**Job**
Gather every line in the records below that contains the word "feather", and copy each one as it appears.

════

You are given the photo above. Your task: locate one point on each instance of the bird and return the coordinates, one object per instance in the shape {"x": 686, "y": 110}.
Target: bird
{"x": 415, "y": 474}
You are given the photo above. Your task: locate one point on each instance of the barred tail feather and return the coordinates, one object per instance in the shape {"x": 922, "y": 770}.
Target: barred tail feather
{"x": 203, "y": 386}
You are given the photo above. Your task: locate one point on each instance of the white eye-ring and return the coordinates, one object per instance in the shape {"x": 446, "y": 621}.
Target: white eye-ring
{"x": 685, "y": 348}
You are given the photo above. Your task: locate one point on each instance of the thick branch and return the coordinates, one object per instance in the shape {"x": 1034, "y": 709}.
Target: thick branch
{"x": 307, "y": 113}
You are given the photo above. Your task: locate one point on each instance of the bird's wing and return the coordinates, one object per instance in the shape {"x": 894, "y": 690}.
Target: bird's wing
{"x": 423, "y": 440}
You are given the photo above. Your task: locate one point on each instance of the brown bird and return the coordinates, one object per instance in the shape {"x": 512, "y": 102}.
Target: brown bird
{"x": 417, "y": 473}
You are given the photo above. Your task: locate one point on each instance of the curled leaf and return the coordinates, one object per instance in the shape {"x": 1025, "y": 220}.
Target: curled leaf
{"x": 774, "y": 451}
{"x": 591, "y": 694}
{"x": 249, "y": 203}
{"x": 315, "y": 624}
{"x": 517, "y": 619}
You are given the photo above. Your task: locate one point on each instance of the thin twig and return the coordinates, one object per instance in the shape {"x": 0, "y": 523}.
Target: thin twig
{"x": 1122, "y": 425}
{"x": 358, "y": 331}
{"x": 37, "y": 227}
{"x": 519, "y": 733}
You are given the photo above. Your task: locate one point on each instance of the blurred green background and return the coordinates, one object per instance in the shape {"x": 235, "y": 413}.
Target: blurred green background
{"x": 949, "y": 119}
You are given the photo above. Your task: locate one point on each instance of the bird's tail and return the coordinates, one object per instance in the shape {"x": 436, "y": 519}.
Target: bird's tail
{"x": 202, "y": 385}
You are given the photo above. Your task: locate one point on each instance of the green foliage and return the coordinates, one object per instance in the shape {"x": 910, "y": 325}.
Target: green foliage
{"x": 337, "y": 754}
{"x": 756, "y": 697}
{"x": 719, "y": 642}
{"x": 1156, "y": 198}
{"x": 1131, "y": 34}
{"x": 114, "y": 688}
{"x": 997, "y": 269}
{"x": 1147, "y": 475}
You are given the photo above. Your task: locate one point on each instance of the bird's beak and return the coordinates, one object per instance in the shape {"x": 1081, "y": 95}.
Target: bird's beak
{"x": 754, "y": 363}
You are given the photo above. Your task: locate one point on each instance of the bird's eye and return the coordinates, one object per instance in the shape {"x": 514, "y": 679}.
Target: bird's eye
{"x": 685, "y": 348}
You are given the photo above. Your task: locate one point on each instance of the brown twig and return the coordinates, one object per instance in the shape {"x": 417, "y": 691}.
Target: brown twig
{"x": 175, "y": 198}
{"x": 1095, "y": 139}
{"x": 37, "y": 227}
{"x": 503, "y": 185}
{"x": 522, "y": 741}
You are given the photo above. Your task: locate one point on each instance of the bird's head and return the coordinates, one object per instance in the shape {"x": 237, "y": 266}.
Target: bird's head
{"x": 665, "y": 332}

════

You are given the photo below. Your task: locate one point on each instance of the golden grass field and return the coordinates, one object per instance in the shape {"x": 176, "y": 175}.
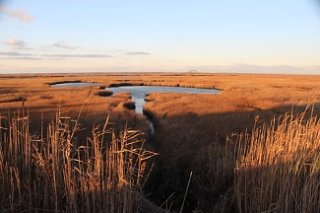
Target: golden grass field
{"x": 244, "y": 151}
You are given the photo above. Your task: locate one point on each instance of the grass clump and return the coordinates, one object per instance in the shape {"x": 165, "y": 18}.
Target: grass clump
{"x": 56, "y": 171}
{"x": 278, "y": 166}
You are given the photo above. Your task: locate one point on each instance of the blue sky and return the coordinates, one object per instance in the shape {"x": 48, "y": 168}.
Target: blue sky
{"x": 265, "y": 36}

════

**Result for this task**
You are given the photo above. Your task: locate one point on each instance of the barred tail feather and return the coordinates, one object per instance in the shape {"x": 922, "y": 770}.
Target: barred tail feather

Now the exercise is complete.